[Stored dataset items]

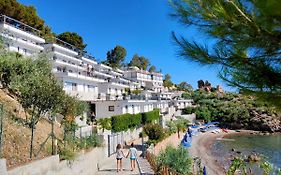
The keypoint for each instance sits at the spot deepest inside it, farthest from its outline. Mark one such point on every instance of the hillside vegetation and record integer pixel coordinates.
(235, 111)
(17, 135)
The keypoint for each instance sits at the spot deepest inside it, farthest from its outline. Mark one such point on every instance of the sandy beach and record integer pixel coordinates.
(201, 147)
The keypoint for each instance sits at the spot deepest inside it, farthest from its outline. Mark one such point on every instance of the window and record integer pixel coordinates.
(74, 86)
(91, 88)
(111, 108)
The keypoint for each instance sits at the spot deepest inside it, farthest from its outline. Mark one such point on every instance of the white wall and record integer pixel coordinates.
(102, 109)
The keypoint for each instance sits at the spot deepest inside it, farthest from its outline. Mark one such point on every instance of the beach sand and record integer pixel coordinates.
(201, 147)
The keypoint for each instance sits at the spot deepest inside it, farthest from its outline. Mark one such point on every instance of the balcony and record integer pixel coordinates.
(84, 96)
(67, 64)
(89, 59)
(21, 29)
(80, 77)
(61, 47)
(61, 55)
(23, 42)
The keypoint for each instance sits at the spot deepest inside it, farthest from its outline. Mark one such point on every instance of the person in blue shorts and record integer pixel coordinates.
(119, 156)
(133, 156)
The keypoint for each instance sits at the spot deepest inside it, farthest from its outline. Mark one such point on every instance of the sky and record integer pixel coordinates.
(143, 27)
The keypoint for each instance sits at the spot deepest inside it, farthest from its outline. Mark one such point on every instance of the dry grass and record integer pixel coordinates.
(17, 135)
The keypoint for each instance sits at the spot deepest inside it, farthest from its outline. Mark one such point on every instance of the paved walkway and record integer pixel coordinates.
(108, 166)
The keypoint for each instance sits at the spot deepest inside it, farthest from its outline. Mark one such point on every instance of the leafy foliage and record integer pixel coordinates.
(167, 82)
(124, 122)
(244, 38)
(155, 132)
(247, 167)
(175, 161)
(140, 62)
(36, 88)
(188, 110)
(116, 56)
(73, 38)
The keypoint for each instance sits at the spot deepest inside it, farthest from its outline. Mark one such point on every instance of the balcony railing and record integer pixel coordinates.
(19, 25)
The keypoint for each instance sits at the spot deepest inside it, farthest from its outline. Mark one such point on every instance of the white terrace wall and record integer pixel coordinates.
(84, 164)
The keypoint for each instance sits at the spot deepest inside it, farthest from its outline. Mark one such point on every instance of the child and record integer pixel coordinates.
(119, 157)
(133, 156)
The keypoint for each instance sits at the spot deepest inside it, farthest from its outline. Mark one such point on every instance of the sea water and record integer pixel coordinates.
(267, 145)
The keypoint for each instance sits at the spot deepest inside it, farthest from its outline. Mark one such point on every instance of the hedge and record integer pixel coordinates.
(130, 121)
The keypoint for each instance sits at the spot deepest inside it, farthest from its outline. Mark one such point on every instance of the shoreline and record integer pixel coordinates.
(202, 147)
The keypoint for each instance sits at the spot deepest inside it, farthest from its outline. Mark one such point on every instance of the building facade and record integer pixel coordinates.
(108, 91)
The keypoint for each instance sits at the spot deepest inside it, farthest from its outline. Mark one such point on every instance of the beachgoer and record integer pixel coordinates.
(204, 171)
(133, 156)
(119, 156)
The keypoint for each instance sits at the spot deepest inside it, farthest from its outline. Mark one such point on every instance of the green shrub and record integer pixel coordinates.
(67, 154)
(155, 132)
(105, 123)
(120, 122)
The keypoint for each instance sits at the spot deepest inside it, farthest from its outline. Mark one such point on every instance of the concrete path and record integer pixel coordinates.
(108, 167)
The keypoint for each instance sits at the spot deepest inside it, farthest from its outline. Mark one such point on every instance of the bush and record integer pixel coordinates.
(188, 110)
(67, 154)
(120, 122)
(89, 142)
(155, 132)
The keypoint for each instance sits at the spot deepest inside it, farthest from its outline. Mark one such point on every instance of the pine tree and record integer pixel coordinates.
(244, 40)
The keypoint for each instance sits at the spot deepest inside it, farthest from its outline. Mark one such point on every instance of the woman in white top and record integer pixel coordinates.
(119, 156)
(133, 156)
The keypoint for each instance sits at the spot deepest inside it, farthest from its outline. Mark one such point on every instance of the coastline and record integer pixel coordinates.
(202, 147)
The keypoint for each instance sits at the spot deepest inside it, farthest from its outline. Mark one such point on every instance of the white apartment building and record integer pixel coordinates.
(19, 37)
(103, 87)
(148, 80)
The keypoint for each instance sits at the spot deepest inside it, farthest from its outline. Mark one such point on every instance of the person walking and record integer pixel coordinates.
(119, 156)
(133, 156)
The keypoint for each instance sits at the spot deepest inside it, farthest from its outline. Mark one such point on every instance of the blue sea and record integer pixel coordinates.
(267, 145)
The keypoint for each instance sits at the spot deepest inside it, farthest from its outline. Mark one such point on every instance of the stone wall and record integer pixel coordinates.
(84, 164)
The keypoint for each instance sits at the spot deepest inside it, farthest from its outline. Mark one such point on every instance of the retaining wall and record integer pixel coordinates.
(84, 164)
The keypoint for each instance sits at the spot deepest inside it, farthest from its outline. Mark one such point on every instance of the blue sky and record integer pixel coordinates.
(141, 26)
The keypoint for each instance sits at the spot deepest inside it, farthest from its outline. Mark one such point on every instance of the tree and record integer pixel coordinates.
(181, 125)
(244, 40)
(184, 86)
(116, 56)
(167, 82)
(38, 92)
(140, 62)
(152, 69)
(73, 38)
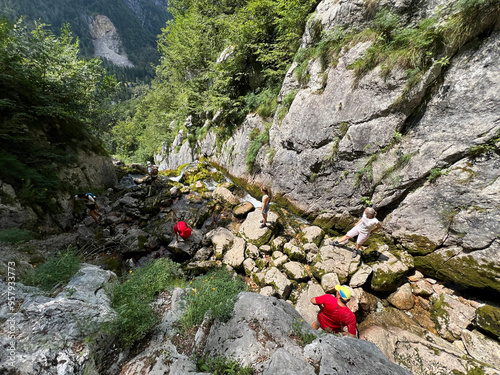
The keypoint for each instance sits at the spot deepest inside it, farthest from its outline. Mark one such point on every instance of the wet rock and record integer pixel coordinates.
(422, 288)
(402, 298)
(294, 252)
(279, 261)
(312, 234)
(222, 239)
(329, 281)
(187, 248)
(295, 271)
(236, 254)
(388, 272)
(203, 254)
(482, 348)
(304, 305)
(223, 195)
(252, 251)
(265, 249)
(488, 319)
(337, 260)
(343, 354)
(361, 276)
(50, 334)
(281, 284)
(242, 210)
(251, 229)
(451, 316)
(248, 266)
(420, 354)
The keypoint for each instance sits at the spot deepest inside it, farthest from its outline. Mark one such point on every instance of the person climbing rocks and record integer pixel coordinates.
(181, 229)
(363, 228)
(153, 174)
(266, 200)
(91, 204)
(334, 314)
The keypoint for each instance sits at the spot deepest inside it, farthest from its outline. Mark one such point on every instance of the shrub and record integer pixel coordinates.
(131, 299)
(214, 293)
(257, 141)
(15, 235)
(58, 269)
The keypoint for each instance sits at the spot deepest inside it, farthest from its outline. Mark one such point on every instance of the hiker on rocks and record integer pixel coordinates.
(363, 228)
(91, 204)
(153, 174)
(334, 314)
(266, 200)
(181, 229)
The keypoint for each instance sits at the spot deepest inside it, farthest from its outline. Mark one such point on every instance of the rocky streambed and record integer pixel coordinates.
(420, 323)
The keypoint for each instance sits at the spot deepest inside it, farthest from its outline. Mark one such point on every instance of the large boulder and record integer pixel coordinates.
(50, 333)
(251, 229)
(337, 260)
(258, 334)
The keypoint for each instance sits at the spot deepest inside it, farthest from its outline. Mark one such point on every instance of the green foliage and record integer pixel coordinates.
(15, 235)
(396, 46)
(138, 32)
(366, 201)
(57, 270)
(51, 101)
(227, 56)
(131, 299)
(214, 293)
(257, 141)
(221, 366)
(304, 338)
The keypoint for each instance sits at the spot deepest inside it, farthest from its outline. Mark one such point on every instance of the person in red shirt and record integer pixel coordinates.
(181, 229)
(334, 314)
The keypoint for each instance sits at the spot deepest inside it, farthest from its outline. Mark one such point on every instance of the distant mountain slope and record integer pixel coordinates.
(137, 23)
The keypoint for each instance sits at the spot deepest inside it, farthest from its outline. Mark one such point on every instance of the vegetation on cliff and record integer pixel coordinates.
(51, 102)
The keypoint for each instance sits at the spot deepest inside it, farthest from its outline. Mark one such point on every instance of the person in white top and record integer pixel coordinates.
(363, 228)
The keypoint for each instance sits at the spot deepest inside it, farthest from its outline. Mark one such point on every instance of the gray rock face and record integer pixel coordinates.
(50, 332)
(260, 328)
(329, 150)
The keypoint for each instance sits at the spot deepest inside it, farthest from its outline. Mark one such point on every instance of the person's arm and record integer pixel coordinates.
(264, 203)
(379, 226)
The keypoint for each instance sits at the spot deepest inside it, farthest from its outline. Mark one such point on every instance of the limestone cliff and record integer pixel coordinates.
(426, 157)
(107, 42)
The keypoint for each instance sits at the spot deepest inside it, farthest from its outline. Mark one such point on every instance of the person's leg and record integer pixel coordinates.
(94, 214)
(351, 234)
(264, 219)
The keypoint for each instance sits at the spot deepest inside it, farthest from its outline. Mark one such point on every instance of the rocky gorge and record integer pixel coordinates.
(417, 322)
(425, 155)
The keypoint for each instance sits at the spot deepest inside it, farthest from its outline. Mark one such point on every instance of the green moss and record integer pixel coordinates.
(417, 245)
(387, 281)
(463, 270)
(438, 314)
(488, 319)
(141, 240)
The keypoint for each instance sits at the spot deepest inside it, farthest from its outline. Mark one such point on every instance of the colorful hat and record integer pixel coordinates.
(344, 291)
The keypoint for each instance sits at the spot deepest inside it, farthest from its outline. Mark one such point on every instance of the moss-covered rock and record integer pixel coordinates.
(488, 319)
(452, 265)
(417, 245)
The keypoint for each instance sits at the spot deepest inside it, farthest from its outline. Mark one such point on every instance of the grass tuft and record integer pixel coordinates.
(213, 294)
(57, 270)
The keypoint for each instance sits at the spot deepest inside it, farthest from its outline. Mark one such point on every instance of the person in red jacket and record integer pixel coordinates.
(181, 229)
(334, 314)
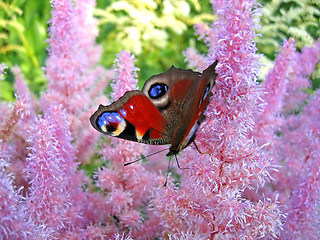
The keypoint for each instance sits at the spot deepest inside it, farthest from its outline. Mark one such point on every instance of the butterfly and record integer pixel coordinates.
(168, 110)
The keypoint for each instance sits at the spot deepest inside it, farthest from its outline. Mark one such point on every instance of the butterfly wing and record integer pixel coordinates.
(133, 117)
(184, 102)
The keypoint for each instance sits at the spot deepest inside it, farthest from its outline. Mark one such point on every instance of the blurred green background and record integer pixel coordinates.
(156, 31)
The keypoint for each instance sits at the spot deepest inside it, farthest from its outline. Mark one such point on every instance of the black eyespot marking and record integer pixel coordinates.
(157, 90)
(206, 92)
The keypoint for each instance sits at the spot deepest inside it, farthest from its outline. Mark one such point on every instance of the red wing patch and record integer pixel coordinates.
(141, 112)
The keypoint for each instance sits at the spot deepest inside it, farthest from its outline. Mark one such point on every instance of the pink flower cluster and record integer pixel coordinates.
(259, 177)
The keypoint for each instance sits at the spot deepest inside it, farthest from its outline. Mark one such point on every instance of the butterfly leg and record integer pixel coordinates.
(165, 183)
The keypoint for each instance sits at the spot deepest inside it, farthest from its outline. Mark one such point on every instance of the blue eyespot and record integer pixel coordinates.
(109, 122)
(157, 90)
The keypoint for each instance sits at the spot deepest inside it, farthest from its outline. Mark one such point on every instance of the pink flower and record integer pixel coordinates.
(209, 201)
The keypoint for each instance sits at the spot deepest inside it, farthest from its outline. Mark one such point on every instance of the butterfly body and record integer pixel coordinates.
(168, 110)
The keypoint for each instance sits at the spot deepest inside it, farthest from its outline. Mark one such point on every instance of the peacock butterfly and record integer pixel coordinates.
(168, 110)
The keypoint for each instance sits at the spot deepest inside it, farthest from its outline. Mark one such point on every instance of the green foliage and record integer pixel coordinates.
(155, 31)
(23, 32)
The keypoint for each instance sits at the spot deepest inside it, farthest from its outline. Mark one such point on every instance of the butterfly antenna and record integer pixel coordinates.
(128, 163)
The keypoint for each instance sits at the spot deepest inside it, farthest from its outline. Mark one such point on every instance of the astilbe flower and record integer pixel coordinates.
(249, 128)
(293, 138)
(129, 187)
(70, 72)
(209, 201)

### [Problem requirements]
From the line containing "astilbe flower and record integer pixel coordinates." through the last line of the records, output each line exactly and nothing more.

### [Solution to this exercise]
The keypoint for each instance sits at the spot deepest inside it, farthest from its outline. Mark one such point on every instance of the astilbe flower and record integer pixel coordinates.
(249, 128)
(293, 138)
(129, 187)
(70, 72)
(209, 201)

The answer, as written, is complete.